_What you have to do_: Copy out all the records below, substituting "enclosing rectangle" for each occurrence of "bounding box" and leaving everything else unchanged.

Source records
+--

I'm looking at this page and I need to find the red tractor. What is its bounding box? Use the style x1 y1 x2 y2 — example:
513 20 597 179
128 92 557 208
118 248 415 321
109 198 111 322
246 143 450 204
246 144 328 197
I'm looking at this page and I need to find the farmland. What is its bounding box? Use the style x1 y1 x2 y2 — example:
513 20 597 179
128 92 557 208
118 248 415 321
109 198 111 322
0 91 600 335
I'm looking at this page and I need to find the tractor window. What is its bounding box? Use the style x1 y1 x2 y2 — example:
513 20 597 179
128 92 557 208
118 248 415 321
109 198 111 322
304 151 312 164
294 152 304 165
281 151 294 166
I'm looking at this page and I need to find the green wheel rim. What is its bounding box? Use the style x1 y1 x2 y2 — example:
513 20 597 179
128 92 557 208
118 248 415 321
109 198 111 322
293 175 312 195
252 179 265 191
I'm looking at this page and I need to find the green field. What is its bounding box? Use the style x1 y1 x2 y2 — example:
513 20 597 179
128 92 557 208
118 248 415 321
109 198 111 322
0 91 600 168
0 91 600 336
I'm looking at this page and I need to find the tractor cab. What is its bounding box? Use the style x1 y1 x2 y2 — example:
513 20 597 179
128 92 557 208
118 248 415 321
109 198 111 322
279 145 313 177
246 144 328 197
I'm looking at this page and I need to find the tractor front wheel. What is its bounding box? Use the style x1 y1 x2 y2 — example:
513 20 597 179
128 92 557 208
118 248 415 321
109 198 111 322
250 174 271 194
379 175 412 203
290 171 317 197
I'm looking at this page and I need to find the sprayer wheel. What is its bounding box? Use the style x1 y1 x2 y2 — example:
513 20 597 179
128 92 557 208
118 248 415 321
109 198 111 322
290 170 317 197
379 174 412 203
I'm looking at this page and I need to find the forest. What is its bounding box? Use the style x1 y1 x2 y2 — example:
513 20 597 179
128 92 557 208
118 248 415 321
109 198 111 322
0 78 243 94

+--

_Result_:
I'm looking at this page and I need to find the red tractor. What is its enclosing rectangle? Use the style x1 y1 x2 y2 — example:
513 20 597 179
128 92 557 208
118 248 415 321
109 198 111 322
246 143 450 204
246 144 328 197
I'm looking at this page and I need to find the farmland. What is its enclosing rectangle? Use the style x1 y1 x2 y2 — example:
513 20 597 179
128 92 557 208
118 248 415 321
109 198 111 322
0 91 600 335
I'm looking at this page and I need to find the tractor window. What is its enclosing rectangle? Use the style x1 y1 x2 y2 — example:
513 20 597 179
128 92 557 208
118 248 415 321
109 198 111 322
304 151 312 164
294 152 304 165
281 151 294 166
I'm looking at this page and I need to find the green wheel rim. What is its enclosing rectangle? Use the style x1 y1 x2 y2 — example:
513 20 597 179
128 92 557 208
118 248 415 321
109 198 111 322
293 175 312 195
252 179 265 191
I'm looking at this page and I need to find the green field. What is its enclosing rectangle? Use the style x1 y1 x2 y2 — example:
513 20 597 179
128 92 557 208
118 248 415 321
109 198 111 322
0 91 600 168
0 91 600 336
I'm looking at this page and I need to find the tractor cab. What is its enclosing rectangle? Use the style x1 y1 x2 y2 — example:
513 20 597 179
128 92 557 208
118 248 415 321
109 198 111 322
279 145 313 177
246 144 328 197
I'm looking at this page and I need to find the tractor front wheel. What is its enclosing rectangle? Use the style x1 y1 x2 y2 — example:
513 20 597 179
128 92 557 208
118 248 415 321
109 198 111 322
250 174 271 194
379 175 412 203
290 171 317 197
I'm looking at this page and I need to find the sprayer wheel. What is its enclosing rectangle? Use the style x1 y1 x2 y2 — example:
513 20 597 179
128 92 557 208
118 248 415 321
109 198 111 322
290 170 317 197
379 174 412 203
I'm looking at this page and I need to find the forest. What is its enclosing rectangle? Use the style x1 y1 x2 y2 — example:
513 20 597 179
128 92 557 208
118 248 415 321
109 198 111 322
0 78 243 94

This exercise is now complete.